There was no red button, no switches, just an electronic timer that ticked the minutes away until a 100 kiloton to 150 kiloton nuclear explosive was detonated beneath the Nevada desert at 10 a.m. (11 a.m. MDT) Wednesday while U.S. and Soviet officials looked on.
The ground moved slightly about three seconds after the bomb was detonated at the Control Point 30 miles from the bomb. Dust could be seen jumping from the ground above the 2,050-foot-deep test hole on video monitors viewing the site from a helicopter circling above the test.Weather and other conditions were described as being near perfect for a test by Department of Energy spokesman Chris West.
Having Soviet officials at the test site during a nuclear shot is something that would have been hard to believe one year ago, said Igor M. Palenykh, head of the Soviet delegation to the Nuclear Testing Talks in Geneva, which are ongoing. Palenykh is one of 43 Soviets at or near the Control Point when the test was fired.
It would have been just as difficult for Soviets to believe Americans would be on their turf, at the Semipalatinsk Test Site for the second half of the test scheduled Sept. 14, Palenykh said. Joseph F. Salgado, acting Department of Energy deputy secretary and under secretary, said the test Wednesday sets a new precedent for test verification and is the result of four years of diplomatic exchanges between the United States and the Soviet Union.

—————

Answer these questions from the article on the Nevada nuclear test:
(a) How deep was the test hole?
(b) How many Soviets were at or near the Control Point when the test was fired?
(c) Where and on what date was the second half of the test scheduled?

—————

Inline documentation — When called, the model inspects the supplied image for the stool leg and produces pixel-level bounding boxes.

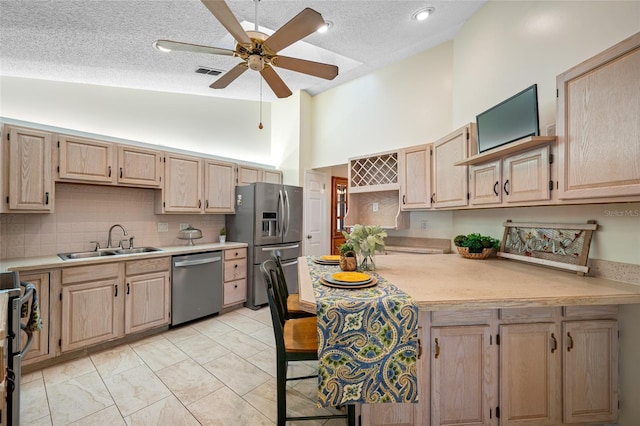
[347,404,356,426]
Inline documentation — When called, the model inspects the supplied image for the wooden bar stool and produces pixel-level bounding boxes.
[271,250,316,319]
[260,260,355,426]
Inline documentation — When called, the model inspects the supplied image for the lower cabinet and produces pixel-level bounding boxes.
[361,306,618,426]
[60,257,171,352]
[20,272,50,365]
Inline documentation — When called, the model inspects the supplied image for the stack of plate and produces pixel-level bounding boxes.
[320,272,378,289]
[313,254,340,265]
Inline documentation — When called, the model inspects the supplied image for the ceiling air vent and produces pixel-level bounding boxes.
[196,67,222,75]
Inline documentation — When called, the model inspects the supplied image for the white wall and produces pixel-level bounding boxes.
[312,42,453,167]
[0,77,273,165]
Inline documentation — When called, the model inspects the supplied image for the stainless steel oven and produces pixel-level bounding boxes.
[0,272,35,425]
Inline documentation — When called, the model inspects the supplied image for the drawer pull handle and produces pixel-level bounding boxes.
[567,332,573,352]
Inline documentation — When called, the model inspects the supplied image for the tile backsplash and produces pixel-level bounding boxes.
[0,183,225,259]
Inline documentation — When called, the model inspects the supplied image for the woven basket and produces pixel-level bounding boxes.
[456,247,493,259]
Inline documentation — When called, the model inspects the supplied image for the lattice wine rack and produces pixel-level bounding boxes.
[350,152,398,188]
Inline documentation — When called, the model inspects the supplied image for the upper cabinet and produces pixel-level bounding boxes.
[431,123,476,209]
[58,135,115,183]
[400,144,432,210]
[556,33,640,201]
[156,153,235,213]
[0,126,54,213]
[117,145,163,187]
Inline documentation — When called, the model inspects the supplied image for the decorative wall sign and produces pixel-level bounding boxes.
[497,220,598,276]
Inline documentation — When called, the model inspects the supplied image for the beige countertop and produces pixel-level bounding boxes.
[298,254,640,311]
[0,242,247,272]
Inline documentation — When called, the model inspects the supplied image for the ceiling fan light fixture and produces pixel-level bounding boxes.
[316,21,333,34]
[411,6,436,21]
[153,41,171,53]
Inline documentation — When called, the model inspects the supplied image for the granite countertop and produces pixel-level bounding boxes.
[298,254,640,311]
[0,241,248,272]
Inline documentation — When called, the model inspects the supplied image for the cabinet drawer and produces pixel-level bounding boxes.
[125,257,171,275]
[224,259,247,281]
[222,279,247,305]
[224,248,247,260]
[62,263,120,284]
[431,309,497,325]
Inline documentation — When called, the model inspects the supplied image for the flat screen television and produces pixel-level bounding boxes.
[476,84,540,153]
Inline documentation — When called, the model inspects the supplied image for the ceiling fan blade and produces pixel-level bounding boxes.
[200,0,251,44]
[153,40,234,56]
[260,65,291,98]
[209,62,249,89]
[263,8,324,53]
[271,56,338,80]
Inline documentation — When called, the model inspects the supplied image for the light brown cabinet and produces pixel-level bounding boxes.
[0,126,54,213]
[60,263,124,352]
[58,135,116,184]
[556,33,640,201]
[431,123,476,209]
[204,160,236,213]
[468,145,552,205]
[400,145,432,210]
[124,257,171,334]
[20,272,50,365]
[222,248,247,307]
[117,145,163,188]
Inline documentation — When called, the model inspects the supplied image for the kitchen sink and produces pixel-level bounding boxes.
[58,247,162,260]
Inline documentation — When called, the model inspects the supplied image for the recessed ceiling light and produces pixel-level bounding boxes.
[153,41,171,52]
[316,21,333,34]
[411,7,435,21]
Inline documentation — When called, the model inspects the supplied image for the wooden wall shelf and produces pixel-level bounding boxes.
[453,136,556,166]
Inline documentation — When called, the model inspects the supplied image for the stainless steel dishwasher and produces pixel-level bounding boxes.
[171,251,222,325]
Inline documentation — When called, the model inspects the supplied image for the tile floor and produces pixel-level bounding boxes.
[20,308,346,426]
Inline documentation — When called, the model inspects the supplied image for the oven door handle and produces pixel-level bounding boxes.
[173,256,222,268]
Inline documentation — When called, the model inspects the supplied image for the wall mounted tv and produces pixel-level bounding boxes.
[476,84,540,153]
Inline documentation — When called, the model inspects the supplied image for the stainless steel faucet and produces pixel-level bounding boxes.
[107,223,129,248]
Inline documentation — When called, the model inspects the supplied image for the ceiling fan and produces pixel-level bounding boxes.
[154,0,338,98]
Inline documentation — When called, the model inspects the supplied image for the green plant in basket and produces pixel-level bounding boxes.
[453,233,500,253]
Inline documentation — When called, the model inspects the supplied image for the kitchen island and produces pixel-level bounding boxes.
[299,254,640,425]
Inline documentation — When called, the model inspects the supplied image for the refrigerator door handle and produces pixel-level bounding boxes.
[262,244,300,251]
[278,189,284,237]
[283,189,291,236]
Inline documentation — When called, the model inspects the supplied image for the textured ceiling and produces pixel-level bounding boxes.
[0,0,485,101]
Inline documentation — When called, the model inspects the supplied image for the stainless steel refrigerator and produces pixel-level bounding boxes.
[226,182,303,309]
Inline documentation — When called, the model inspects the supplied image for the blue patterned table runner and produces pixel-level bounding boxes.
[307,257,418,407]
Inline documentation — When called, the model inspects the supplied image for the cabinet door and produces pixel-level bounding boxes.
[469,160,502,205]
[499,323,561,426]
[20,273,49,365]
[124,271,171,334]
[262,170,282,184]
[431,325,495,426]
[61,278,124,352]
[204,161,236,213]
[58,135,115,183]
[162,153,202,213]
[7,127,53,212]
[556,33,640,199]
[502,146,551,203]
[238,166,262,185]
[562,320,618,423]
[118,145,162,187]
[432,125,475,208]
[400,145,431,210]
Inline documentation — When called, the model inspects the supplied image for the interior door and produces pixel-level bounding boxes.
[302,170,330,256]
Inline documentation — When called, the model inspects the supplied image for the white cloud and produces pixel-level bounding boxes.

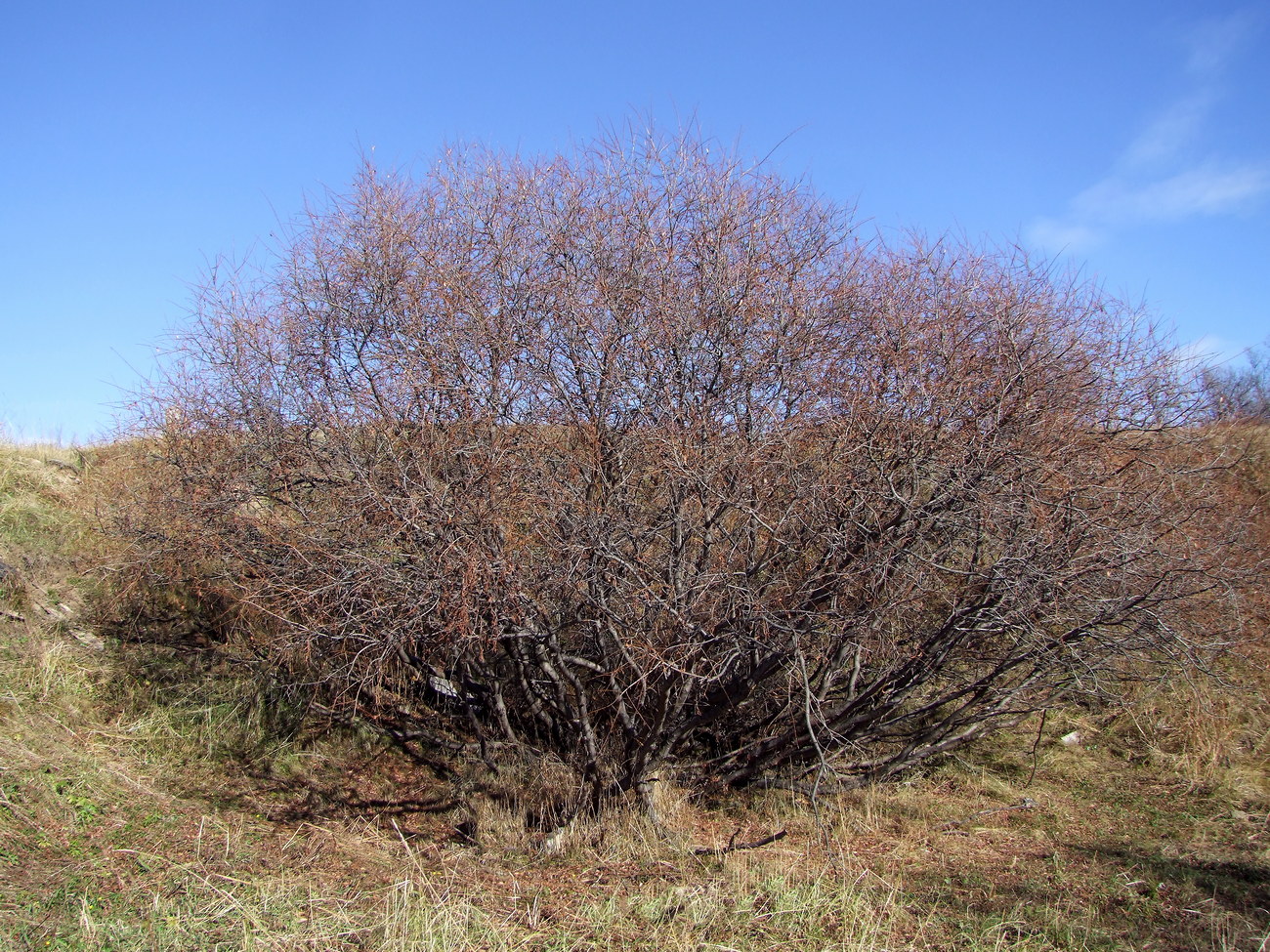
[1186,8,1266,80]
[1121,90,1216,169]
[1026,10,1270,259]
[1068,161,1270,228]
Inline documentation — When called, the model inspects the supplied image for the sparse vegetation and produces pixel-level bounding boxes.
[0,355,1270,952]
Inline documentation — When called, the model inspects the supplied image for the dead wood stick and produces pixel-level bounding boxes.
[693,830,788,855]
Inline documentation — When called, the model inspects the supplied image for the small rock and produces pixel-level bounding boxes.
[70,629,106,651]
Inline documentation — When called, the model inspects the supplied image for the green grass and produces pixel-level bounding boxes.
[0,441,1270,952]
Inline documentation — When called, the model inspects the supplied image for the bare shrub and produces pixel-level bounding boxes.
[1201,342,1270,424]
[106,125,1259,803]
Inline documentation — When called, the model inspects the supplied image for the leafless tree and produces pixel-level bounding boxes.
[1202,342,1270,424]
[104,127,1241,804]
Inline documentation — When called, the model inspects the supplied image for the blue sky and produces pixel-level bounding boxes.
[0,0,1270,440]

—————

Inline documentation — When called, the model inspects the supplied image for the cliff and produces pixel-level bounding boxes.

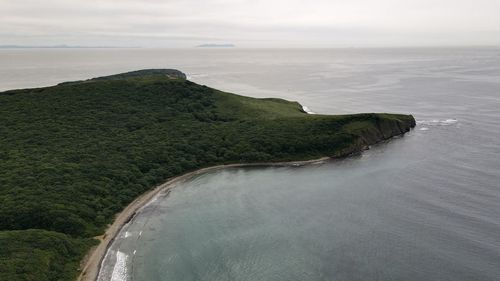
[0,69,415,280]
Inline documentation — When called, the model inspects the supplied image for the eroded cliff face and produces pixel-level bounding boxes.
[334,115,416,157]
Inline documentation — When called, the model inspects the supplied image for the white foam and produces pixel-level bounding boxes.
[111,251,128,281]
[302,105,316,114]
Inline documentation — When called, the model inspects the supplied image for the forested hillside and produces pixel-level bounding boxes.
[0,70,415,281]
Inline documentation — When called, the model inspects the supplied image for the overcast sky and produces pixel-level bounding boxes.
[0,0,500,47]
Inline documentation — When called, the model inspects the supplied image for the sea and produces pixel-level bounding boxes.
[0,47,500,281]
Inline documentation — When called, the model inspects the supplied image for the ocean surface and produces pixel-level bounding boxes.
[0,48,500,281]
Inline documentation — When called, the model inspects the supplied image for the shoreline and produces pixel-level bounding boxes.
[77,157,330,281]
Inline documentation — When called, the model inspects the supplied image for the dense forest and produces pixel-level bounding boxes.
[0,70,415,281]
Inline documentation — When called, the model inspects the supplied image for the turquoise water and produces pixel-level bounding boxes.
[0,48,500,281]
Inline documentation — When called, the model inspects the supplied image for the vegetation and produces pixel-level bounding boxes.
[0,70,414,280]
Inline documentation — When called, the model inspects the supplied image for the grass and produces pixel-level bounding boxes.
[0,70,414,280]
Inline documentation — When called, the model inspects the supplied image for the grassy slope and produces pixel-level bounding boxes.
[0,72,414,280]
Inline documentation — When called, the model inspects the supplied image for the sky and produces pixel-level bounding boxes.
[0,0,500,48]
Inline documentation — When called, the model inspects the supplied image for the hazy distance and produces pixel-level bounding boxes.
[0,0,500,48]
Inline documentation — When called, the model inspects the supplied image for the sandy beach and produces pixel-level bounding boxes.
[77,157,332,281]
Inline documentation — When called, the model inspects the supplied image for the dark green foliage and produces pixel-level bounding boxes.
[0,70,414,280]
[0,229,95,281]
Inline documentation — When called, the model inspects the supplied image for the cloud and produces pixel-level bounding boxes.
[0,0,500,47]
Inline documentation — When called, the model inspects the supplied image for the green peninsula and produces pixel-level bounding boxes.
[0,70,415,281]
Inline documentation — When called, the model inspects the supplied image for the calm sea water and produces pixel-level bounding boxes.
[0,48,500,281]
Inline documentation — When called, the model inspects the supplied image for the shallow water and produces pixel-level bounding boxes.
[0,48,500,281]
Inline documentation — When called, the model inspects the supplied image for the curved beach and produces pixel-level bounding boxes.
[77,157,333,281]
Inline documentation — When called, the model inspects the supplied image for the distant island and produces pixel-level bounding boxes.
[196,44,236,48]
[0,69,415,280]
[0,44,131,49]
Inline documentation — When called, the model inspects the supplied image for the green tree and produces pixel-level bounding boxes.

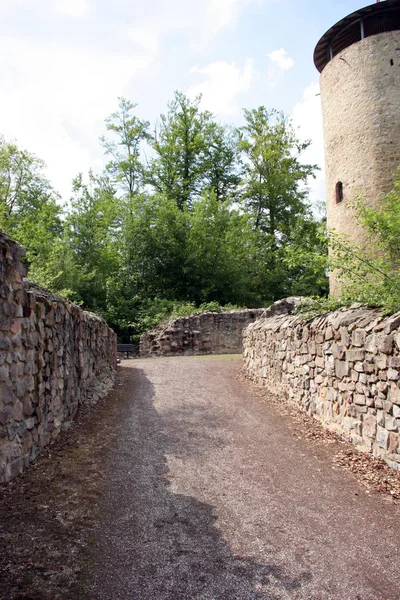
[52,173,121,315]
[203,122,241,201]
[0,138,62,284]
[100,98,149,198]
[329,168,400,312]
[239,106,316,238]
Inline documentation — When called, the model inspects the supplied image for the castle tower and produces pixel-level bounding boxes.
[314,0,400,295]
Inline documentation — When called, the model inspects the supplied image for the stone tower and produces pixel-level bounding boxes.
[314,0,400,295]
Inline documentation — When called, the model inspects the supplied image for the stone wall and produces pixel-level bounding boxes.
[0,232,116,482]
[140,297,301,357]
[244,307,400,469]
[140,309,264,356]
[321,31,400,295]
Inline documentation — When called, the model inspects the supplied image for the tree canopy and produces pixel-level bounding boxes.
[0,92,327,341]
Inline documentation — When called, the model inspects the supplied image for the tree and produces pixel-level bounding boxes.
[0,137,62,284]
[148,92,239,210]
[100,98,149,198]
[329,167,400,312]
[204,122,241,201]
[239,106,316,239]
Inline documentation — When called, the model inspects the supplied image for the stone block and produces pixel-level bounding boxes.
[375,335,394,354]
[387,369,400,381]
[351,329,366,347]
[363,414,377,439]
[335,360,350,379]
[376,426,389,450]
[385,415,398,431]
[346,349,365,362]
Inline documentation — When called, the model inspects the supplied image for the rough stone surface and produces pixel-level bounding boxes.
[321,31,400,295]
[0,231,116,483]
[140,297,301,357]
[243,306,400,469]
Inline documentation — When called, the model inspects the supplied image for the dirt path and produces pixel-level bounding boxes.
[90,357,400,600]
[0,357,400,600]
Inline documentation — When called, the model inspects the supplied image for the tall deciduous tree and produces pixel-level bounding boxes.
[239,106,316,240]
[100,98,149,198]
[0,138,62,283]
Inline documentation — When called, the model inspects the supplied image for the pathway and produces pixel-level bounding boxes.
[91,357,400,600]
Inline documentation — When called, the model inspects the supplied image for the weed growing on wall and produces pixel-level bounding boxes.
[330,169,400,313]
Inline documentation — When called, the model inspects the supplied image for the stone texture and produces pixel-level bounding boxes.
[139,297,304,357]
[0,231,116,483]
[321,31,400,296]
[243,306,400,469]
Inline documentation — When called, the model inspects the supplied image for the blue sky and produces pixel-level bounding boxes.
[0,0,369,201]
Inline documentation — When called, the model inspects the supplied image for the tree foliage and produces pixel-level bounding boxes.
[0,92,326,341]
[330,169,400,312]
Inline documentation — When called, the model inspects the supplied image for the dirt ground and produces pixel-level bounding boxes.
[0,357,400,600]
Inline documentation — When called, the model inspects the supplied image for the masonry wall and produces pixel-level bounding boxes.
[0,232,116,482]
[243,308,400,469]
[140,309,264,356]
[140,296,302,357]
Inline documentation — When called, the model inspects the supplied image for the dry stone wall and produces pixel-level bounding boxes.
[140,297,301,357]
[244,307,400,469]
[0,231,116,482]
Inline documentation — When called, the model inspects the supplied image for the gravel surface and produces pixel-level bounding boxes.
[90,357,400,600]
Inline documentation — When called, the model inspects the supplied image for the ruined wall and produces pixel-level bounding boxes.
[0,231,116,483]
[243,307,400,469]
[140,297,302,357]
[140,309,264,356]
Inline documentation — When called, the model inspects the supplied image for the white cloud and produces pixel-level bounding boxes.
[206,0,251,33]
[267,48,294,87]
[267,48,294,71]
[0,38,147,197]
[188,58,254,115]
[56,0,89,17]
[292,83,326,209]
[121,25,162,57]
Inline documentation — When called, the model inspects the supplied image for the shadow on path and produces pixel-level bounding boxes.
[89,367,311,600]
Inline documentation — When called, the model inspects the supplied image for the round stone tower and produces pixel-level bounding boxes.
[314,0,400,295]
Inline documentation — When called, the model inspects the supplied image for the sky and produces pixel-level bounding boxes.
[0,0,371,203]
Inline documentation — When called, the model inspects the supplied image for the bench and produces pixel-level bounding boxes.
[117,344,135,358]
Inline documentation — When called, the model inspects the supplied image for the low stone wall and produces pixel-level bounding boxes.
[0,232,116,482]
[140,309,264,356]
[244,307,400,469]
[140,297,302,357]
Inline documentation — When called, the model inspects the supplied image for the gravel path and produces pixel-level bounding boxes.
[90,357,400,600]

—————

:: Output of the exercise ::
(a) 2,050 feet
(b) 43
(c) At the Semipalatinsk Test Site, on Sept. 14